Point labeling material:
==========

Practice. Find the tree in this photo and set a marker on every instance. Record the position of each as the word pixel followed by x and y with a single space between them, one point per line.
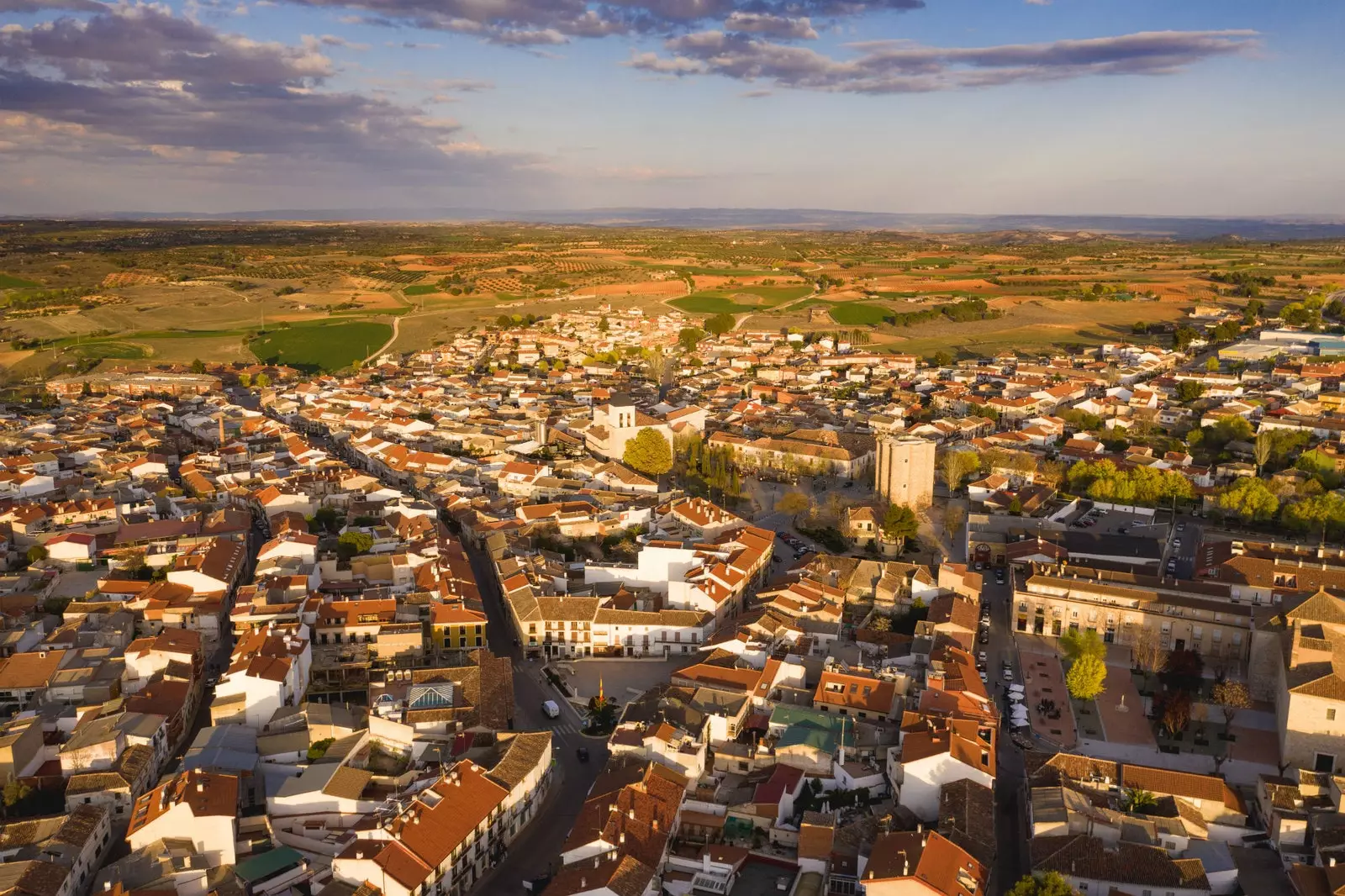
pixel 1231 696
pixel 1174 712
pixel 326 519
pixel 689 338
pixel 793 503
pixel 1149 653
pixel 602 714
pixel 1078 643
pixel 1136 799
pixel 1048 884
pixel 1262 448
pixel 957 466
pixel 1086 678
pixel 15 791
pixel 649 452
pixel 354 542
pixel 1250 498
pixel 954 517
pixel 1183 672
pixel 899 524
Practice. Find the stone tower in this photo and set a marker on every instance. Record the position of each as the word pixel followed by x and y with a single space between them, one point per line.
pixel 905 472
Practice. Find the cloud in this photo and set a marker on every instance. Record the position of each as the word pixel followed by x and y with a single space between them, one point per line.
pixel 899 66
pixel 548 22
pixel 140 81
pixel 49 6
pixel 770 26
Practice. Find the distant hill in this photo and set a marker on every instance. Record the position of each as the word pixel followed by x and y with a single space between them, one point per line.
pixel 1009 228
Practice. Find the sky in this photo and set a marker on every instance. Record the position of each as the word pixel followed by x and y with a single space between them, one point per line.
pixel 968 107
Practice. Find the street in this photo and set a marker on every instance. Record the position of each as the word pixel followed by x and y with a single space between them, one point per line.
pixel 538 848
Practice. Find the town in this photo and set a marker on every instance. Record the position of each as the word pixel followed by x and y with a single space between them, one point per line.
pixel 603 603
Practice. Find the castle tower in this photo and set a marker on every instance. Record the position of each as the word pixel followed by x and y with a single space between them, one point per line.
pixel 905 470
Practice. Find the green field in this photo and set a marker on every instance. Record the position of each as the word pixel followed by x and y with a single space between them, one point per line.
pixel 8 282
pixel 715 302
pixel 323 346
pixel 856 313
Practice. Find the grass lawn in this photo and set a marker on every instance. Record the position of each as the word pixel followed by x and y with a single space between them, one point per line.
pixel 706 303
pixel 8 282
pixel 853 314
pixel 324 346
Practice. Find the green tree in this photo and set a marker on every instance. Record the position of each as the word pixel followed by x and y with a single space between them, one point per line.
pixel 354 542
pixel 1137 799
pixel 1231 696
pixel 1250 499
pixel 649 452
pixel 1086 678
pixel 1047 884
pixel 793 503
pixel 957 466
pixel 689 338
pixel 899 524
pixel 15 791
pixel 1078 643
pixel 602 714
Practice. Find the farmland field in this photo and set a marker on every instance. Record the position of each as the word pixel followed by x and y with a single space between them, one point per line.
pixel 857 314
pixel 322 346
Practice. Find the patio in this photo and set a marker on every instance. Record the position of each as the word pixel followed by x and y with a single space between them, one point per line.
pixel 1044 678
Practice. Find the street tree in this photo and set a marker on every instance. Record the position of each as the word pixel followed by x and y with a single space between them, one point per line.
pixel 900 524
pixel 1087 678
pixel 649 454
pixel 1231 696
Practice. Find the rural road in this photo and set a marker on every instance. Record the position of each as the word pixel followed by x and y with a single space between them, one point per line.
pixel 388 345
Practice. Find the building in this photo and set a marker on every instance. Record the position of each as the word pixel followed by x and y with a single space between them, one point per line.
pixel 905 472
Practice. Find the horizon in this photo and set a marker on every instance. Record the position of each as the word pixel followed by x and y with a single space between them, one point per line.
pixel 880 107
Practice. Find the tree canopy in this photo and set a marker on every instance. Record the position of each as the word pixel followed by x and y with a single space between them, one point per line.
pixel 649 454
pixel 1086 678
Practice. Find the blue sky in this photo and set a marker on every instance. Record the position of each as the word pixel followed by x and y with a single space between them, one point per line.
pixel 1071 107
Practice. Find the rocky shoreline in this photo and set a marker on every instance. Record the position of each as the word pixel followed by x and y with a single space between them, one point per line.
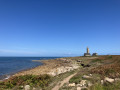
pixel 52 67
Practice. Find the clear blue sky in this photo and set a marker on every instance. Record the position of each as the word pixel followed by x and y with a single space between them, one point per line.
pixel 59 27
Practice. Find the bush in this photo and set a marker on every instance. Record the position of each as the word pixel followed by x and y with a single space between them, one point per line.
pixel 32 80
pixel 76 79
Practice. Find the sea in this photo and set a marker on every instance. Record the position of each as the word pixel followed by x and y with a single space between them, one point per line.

==========

■ Exercise task ■
Reproduce verbatim everything in the material from the line containing "Practice. Find the cloud" down to the line containing "pixel 968 107", including both of those lines.

■ The result ■
Practice. Find the cloud in this photo and set a marker on every instance. Record the position of each as the word pixel followed by x and y with a single space between them, one point per line.
pixel 899 66
pixel 548 22
pixel 140 81
pixel 49 6
pixel 770 26
Practice. Find the distant hill in this photo and set a marker on every instance. Record the position of each as the word pixel followed by x and y with a single space between them, one point per line.
pixel 1009 228
Practice. Find the sky in this photo and set a marker on every instance. Record the position of each as the word pixel followed by x and y with a single space between them, one point per line.
pixel 968 107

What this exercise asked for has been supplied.